§ **What you have to do**:
Please give the number of lines in the entries below that hold "post", with no other words.

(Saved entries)
▽
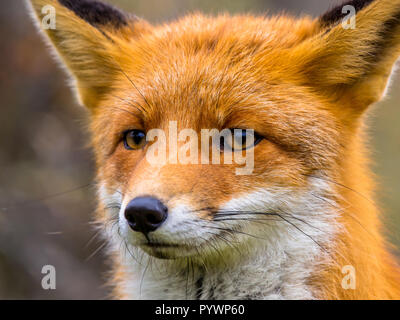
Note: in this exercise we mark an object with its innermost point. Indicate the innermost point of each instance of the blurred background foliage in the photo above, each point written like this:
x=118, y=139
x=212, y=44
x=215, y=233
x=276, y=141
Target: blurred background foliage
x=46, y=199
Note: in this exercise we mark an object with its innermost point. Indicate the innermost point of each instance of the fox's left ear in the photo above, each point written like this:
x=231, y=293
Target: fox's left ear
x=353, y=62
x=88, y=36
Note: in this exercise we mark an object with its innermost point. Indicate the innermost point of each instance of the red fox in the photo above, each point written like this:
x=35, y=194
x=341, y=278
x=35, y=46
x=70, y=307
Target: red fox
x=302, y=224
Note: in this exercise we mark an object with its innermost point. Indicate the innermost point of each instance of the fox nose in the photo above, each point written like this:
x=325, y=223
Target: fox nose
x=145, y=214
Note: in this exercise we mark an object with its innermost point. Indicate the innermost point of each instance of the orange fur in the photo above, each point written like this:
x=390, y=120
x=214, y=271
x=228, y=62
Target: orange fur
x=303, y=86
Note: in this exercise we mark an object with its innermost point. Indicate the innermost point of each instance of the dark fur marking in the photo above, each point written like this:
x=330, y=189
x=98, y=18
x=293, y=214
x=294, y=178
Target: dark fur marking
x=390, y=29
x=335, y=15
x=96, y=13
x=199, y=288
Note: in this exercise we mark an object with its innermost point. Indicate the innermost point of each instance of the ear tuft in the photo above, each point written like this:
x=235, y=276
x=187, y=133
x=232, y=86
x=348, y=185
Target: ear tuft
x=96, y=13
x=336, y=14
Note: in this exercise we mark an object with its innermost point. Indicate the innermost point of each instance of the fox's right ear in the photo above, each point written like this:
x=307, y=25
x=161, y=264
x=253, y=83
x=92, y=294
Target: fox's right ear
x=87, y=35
△
▽
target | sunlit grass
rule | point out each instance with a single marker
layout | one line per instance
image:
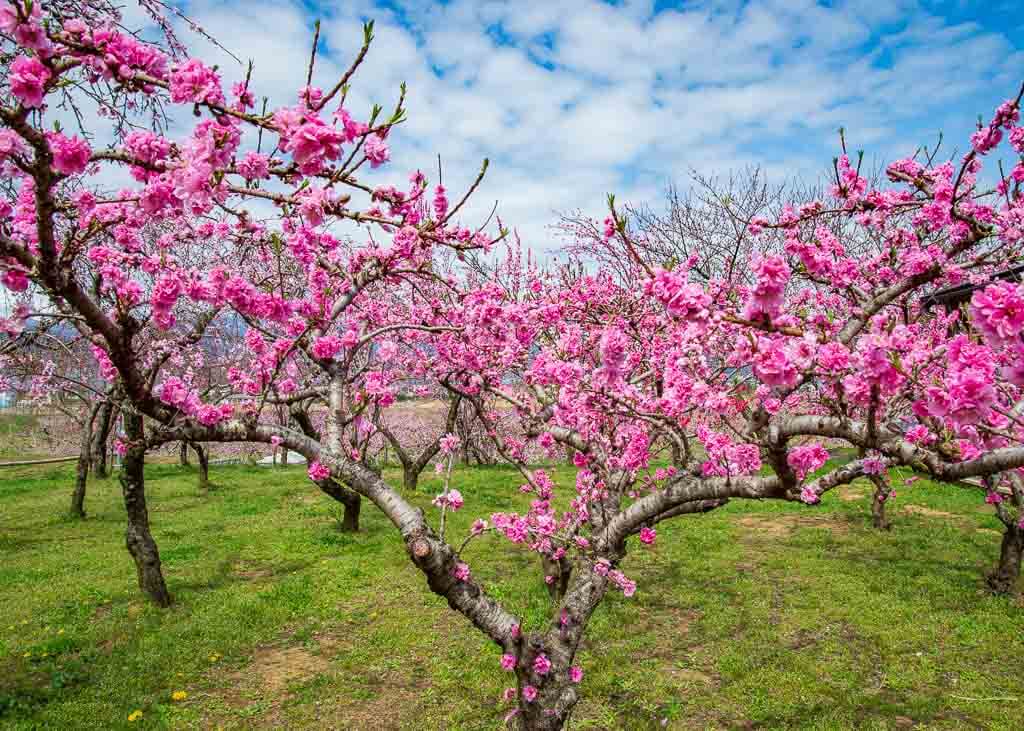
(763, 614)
△
▽
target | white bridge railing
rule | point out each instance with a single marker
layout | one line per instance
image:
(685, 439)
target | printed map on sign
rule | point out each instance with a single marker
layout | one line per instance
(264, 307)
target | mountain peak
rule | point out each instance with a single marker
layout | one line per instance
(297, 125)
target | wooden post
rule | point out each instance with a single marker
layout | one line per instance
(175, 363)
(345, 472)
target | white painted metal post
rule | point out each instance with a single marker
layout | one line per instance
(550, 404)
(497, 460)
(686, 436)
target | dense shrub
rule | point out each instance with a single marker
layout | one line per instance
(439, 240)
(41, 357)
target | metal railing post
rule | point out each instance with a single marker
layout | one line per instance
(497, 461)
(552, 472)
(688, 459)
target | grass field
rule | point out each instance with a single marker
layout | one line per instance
△
§ **Solution for this task**:
3